===== Records shown =====
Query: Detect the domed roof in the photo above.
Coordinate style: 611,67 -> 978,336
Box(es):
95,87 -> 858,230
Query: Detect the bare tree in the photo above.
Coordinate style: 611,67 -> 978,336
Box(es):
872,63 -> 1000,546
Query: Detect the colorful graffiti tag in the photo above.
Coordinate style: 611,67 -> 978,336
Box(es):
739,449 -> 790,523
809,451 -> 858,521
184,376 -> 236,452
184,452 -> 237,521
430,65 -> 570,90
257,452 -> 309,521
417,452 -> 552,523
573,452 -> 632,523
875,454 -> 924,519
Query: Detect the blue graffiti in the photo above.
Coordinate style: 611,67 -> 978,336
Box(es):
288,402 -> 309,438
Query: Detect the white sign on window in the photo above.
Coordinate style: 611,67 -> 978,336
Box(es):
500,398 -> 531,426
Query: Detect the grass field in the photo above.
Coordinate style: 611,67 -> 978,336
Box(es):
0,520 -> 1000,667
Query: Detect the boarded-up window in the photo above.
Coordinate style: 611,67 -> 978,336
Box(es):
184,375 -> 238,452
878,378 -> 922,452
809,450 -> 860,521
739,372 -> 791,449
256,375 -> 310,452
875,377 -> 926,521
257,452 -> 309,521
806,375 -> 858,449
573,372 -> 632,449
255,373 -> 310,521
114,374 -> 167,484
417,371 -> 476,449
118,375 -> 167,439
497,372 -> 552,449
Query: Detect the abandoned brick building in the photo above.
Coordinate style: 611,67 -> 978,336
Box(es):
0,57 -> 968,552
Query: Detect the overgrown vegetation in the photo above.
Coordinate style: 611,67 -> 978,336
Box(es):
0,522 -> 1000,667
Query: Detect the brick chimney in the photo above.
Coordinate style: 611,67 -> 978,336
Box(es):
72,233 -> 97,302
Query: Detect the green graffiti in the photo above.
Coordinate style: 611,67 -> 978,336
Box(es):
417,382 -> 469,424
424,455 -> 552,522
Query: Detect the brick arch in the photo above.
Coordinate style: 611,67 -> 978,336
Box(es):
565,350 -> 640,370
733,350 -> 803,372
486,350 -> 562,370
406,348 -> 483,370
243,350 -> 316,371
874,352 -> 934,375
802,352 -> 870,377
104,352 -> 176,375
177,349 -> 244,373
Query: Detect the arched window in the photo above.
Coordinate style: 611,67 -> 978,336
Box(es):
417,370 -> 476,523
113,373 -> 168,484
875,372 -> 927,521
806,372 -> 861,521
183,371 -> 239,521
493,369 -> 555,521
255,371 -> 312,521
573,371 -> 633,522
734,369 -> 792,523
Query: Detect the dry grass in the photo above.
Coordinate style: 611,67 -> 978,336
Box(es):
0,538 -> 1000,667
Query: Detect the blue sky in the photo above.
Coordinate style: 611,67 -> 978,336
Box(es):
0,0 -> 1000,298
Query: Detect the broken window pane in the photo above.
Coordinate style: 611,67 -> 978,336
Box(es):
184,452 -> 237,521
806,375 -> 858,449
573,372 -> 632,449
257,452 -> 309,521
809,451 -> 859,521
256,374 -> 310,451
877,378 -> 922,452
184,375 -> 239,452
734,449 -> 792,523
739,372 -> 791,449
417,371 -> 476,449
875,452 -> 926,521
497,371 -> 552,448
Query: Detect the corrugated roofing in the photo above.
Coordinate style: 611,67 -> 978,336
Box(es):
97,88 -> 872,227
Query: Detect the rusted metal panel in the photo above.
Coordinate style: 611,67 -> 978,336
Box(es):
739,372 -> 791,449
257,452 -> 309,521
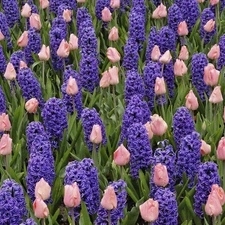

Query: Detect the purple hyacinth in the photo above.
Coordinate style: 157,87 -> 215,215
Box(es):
61,67 -> 83,119
145,27 -> 161,63
191,53 -> 209,101
24,28 -> 41,65
194,162 -> 220,218
176,131 -> 202,188
2,0 -> 20,28
64,158 -> 100,219
159,26 -> 176,54
81,108 -> 107,151
127,123 -> 152,178
0,12 -> 12,49
119,95 -> 151,144
41,97 -> 68,148
0,179 -> 27,225
152,188 -> 178,225
217,34 -> 225,70
26,121 -> 45,154
173,107 -> 195,148
122,37 -> 139,70
200,8 -> 216,44
17,68 -> 44,109
144,61 -> 162,111
150,140 -> 176,197
95,180 -> 127,225
124,69 -> 145,105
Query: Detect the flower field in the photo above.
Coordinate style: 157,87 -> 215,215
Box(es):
0,0 -> 225,225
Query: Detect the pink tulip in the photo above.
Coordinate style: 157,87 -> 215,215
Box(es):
200,140 -> 211,156
153,163 -> 169,187
69,34 -> 78,51
0,134 -> 12,155
113,144 -> 130,166
66,76 -> 79,95
25,98 -> 39,113
209,86 -> 223,104
0,113 -> 11,132
102,7 -> 112,22
4,62 -> 16,80
109,66 -> 119,85
151,114 -> 168,136
90,124 -> 102,144
203,19 -> 216,33
178,45 -> 189,60
207,44 -> 220,59
155,77 -> 166,95
64,182 -> 81,208
185,90 -> 198,110
101,186 -> 117,210
38,45 -> 50,61
216,137 -> 225,160
151,45 -> 161,61
21,3 -> 31,18
106,47 -> 120,63
35,178 -> 51,200
56,39 -> 70,58
17,31 -> 28,47
152,3 -> 167,19
108,27 -> 119,41
139,198 -> 159,222
159,50 -> 172,64
30,13 -> 42,30
33,198 -> 49,219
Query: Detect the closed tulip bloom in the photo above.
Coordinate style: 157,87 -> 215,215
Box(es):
153,163 -> 169,187
4,62 -> 16,80
159,50 -> 172,64
101,186 -> 117,210
177,21 -> 188,36
203,63 -> 220,86
90,124 -> 102,144
200,140 -> 211,156
17,31 -> 28,47
102,7 -> 112,22
39,0 -> 49,9
174,59 -> 187,77
35,178 -> 51,200
185,90 -> 198,110
108,27 -> 119,41
25,98 -> 39,113
69,34 -> 78,50
30,13 -> 42,30
139,198 -> 159,222
0,113 -> 11,132
110,0 -> 120,9
151,114 -> 168,136
56,39 -> 70,58
207,44 -> 220,59
33,198 -> 49,219
155,77 -> 166,95
113,144 -> 130,166
106,47 -> 120,63
203,19 -> 216,33
152,3 -> 167,19
216,137 -> 225,160
151,45 -> 161,61
109,66 -> 119,85
0,134 -> 12,155
38,45 -> 50,61
64,182 -> 81,208
178,45 -> 189,60
209,86 -> 223,104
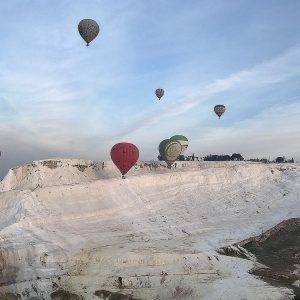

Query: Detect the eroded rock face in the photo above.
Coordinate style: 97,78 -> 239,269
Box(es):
94,290 -> 141,300
0,159 -> 300,300
51,290 -> 83,300
219,218 -> 300,299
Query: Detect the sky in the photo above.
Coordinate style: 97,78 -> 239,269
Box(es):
0,0 -> 300,178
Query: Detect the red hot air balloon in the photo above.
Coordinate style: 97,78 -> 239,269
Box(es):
110,143 -> 139,178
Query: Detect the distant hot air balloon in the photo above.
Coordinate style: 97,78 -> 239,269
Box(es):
170,135 -> 189,155
110,143 -> 139,178
78,19 -> 100,46
158,139 -> 181,168
214,104 -> 226,119
155,89 -> 165,100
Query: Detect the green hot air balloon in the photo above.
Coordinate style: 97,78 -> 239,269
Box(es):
170,134 -> 189,155
158,139 -> 182,168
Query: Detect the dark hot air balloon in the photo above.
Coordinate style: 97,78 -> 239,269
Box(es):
78,19 -> 100,46
110,143 -> 139,178
155,89 -> 165,100
214,104 -> 226,119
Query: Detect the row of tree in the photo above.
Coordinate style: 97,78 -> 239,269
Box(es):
157,153 -> 294,164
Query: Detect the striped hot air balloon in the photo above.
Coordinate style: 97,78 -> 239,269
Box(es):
170,134 -> 189,155
158,139 -> 181,167
214,104 -> 226,119
155,89 -> 165,100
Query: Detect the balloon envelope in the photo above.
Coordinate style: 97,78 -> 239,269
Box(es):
159,139 -> 181,164
110,143 -> 139,175
214,104 -> 226,119
78,19 -> 100,46
170,134 -> 189,154
155,89 -> 165,100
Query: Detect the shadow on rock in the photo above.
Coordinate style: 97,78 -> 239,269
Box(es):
218,218 -> 300,300
51,290 -> 83,300
94,290 -> 142,300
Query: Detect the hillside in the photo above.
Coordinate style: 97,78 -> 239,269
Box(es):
0,159 -> 300,300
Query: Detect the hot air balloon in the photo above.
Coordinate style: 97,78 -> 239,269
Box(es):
214,104 -> 226,119
110,143 -> 139,179
158,139 -> 181,168
155,89 -> 165,100
78,19 -> 100,46
170,135 -> 189,155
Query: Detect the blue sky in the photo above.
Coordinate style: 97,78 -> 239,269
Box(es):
0,0 -> 300,176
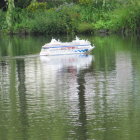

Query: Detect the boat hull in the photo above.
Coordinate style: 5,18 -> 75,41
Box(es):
40,45 -> 93,55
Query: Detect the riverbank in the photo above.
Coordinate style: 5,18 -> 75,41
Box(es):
0,0 -> 140,34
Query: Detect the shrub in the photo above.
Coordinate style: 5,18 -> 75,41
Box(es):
0,10 -> 7,30
27,2 -> 47,12
77,23 -> 93,33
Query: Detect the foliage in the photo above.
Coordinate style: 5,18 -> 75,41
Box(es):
0,10 -> 7,30
27,2 -> 47,12
77,23 -> 94,33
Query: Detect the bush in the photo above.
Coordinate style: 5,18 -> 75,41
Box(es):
27,2 -> 47,12
77,23 -> 93,33
0,10 -> 7,30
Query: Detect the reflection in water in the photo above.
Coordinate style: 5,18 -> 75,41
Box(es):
17,60 -> 28,140
77,71 -> 87,140
0,34 -> 140,140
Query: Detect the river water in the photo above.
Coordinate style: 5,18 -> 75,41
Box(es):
0,35 -> 140,140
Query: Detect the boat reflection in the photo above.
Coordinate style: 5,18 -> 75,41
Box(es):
40,54 -> 93,72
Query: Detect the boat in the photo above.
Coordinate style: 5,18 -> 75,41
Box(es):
40,37 -> 94,55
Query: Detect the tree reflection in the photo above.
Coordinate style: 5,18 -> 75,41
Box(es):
17,60 -> 28,140
77,71 -> 87,140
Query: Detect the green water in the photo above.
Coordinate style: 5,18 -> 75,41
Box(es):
0,36 -> 140,140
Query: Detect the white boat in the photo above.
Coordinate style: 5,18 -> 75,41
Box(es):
40,37 -> 94,55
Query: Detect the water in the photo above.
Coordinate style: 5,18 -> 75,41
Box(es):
0,36 -> 140,140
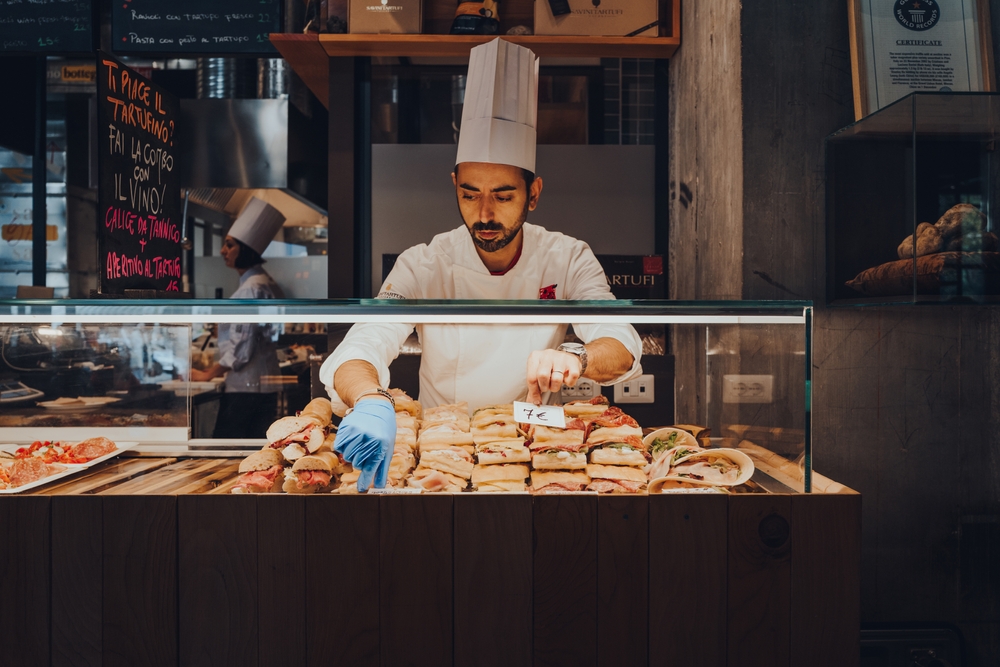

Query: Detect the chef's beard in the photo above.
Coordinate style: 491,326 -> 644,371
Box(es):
466,201 -> 528,252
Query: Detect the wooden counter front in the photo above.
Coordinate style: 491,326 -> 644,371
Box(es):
0,459 -> 861,667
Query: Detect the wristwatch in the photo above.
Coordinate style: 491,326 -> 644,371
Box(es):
556,343 -> 587,377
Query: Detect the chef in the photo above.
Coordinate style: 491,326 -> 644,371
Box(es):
320,39 -> 642,491
191,197 -> 285,439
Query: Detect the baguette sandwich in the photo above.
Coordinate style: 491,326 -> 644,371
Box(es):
476,438 -> 531,465
472,464 -> 529,492
232,449 -> 283,493
587,464 -> 648,493
531,470 -> 590,493
281,452 -> 339,493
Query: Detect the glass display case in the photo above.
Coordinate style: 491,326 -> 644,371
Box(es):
826,93 -> 1000,303
0,300 -> 812,492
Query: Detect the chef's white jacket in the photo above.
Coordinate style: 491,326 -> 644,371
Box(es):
320,223 -> 642,415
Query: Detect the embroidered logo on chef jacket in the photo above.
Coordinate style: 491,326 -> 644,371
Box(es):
375,283 -> 406,300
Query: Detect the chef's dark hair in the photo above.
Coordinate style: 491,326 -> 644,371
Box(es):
233,238 -> 267,269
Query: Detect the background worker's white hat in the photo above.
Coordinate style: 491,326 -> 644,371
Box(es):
229,197 -> 285,255
455,38 -> 538,172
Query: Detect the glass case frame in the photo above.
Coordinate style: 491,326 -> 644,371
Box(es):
0,299 -> 812,492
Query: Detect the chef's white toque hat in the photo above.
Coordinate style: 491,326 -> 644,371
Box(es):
229,197 -> 285,255
455,37 -> 538,172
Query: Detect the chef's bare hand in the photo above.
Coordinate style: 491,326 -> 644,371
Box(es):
525,350 -> 581,405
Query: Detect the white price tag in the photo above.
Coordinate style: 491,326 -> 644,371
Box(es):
514,401 -> 566,428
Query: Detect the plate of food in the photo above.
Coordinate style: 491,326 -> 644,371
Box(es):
38,396 -> 121,412
0,438 -> 139,494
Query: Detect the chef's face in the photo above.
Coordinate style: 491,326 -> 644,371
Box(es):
451,162 -> 542,252
222,236 -> 240,269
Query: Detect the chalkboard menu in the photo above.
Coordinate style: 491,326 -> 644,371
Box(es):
0,0 -> 94,53
97,53 -> 183,294
115,0 -> 284,55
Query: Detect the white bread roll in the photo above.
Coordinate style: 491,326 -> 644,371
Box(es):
472,464 -> 530,488
590,447 -> 646,467
587,464 -> 647,483
239,449 -> 284,473
420,447 -> 475,479
531,451 -> 587,470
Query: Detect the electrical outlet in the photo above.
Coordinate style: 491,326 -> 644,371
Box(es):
560,378 -> 601,402
722,375 -> 774,403
615,375 -> 654,403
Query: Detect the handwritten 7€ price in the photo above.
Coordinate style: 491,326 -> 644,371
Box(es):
514,401 -> 566,428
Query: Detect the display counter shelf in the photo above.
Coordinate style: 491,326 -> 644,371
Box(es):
0,457 -> 861,667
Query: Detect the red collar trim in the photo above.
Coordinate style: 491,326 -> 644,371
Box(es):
490,240 -> 524,276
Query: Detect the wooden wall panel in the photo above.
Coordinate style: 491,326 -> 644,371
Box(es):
726,495 -> 792,667
52,496 -> 104,667
0,496 -> 51,665
649,495 -> 729,667
378,494 -> 454,667
532,495 -> 597,667
791,493 -> 861,667
177,495 -> 258,667
103,496 -> 177,667
597,496 -> 649,667
454,494 -> 532,667
305,496 -> 378,667
256,493 -> 304,667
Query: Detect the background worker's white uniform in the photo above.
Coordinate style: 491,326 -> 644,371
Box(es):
320,223 -> 642,414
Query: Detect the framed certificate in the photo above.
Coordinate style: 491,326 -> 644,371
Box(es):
848,0 -> 995,119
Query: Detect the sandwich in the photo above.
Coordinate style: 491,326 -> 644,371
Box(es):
281,452 -> 338,493
472,464 -> 529,492
587,464 -> 647,493
420,447 -> 475,479
587,408 -> 644,449
667,449 -> 753,486
232,449 -> 283,493
563,396 -> 609,421
529,419 -> 587,470
531,470 -> 590,493
421,401 -> 469,431
476,438 -> 531,465
406,467 -> 468,493
417,422 -> 474,454
472,413 -> 523,445
389,389 -> 423,419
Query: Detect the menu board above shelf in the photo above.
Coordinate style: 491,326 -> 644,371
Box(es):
271,33 -> 680,110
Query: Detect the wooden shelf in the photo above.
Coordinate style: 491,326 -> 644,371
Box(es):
271,33 -> 680,105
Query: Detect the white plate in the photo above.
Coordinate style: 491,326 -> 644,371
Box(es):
38,396 -> 122,412
0,442 -> 139,495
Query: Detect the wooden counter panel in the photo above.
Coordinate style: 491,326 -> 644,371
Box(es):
791,493 -> 861,667
101,458 -> 240,496
597,495 -> 649,667
532,495 -> 597,667
726,494 -> 792,667
253,493 -> 304,667
454,494 -> 532,667
36,457 -> 177,496
0,496 -> 51,665
305,496 -> 380,667
378,494 -> 454,667
51,496 -> 104,667
649,494 -> 729,667
177,495 -> 258,667
102,496 -> 177,667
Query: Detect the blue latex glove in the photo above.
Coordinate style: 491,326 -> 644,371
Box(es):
333,399 -> 396,493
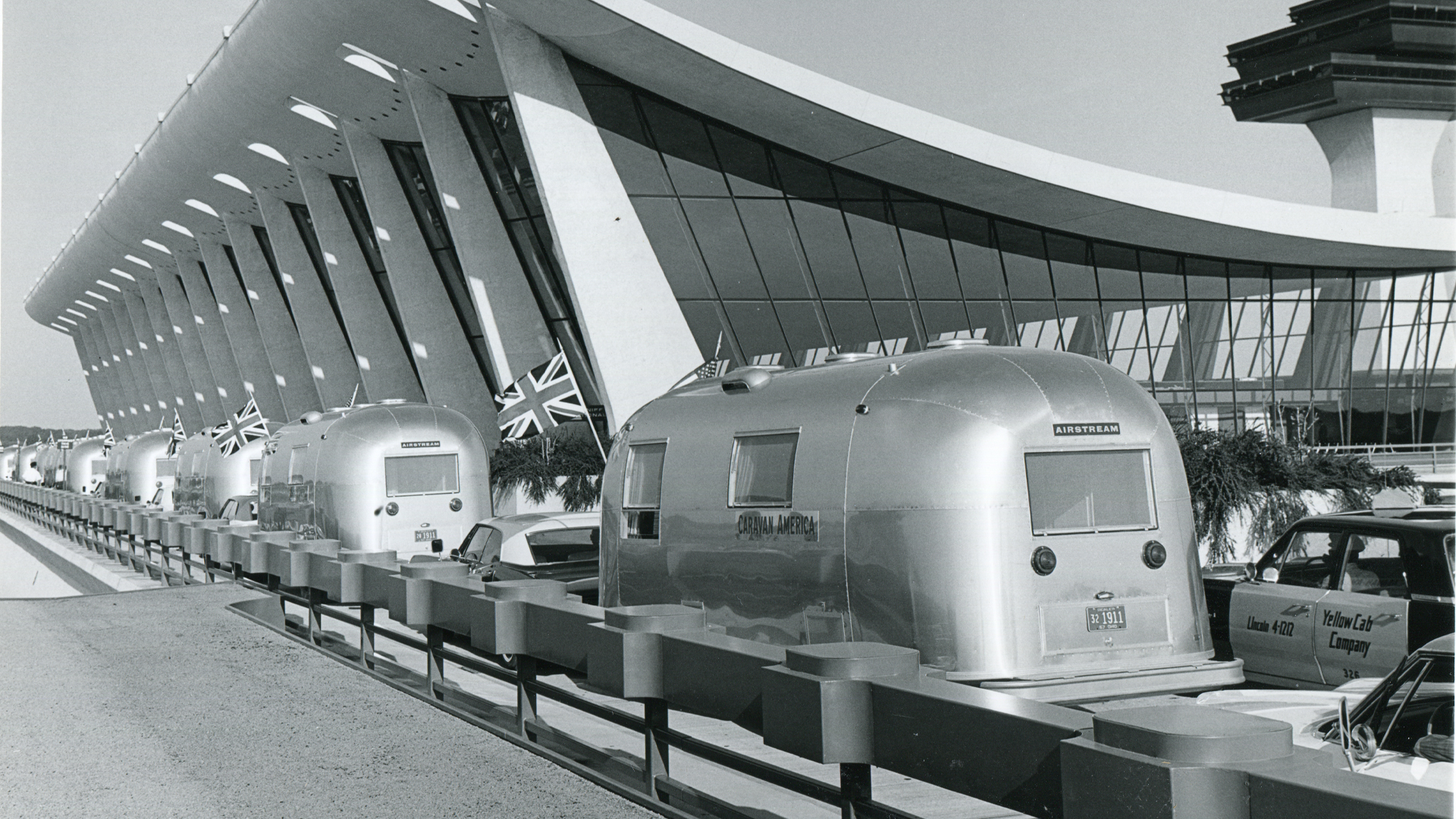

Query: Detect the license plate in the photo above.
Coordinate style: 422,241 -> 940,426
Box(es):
=====
▶ Request
With the pictures left out, please output each line from the one containing "Query: Detect the red collar" through the end of the entries, exactly as it is.

▶ Correct result
Query: Detect the red collar trim in the photo above.
Coordinate style: 491,326 -> 644,371
Box(es):
490,240 -> 524,276
Query: Detect the wooden wall panel in the photo above.
Coordinate style: 491,326 -> 644,371
Box(es):
726,495 -> 792,667
52,496 -> 104,667
0,496 -> 51,665
649,495 -> 729,667
378,494 -> 454,667
532,495 -> 597,667
791,493 -> 861,667
177,495 -> 258,667
103,496 -> 177,667
597,496 -> 649,667
454,494 -> 532,667
305,496 -> 378,667
256,493 -> 304,667
Query: Detect the background worker's white uniform in the photo above.
Coordinate style: 491,326 -> 644,371
Box(es):
320,223 -> 642,414
Query: Detect the framed certificate in the photo above.
Coordinate style: 491,326 -> 644,371
Box(es):
848,0 -> 995,119
Query: Detect the sandwich in the photo above.
Coordinate style: 491,326 -> 644,371
Box(es):
281,452 -> 338,493
472,464 -> 529,492
587,464 -> 647,493
420,447 -> 475,479
587,408 -> 644,449
667,449 -> 753,486
232,449 -> 283,493
563,396 -> 609,421
529,419 -> 587,470
531,470 -> 590,493
421,401 -> 469,431
476,438 -> 531,465
406,467 -> 468,493
417,422 -> 474,454
472,413 -> 523,445
389,389 -> 423,419
Query: Detect the menu board above shelf in the photo above.
Coordinate style: 491,326 -> 644,371
Box(es):
271,33 -> 680,110
Query: Detect the wooden shelf in the photo above.
Coordinate style: 491,326 -> 644,371
Box(es):
271,33 -> 680,105
Query: Detect the white plate in the photo above.
Coordinate style: 491,326 -> 644,371
Box(es):
38,396 -> 122,412
0,442 -> 139,495
Query: Detect the wooden counter panel in the photo above.
Coordinate style: 491,326 -> 644,371
Box(es):
791,493 -> 861,667
101,458 -> 240,496
597,495 -> 649,667
532,495 -> 597,667
726,494 -> 792,667
253,493 -> 304,667
454,494 -> 532,667
36,457 -> 177,496
0,496 -> 51,665
305,496 -> 380,667
378,494 -> 454,667
51,496 -> 104,667
649,494 -> 729,667
177,495 -> 258,667
102,496 -> 177,667
Query: Detect the blue latex glove in the photo above.
Coordinate style: 491,326 -> 644,371
Box(es):
333,399 -> 396,493

Query: Detect the license plate in the photo above.
Coordinate style: 422,241 -> 940,426
Box(es):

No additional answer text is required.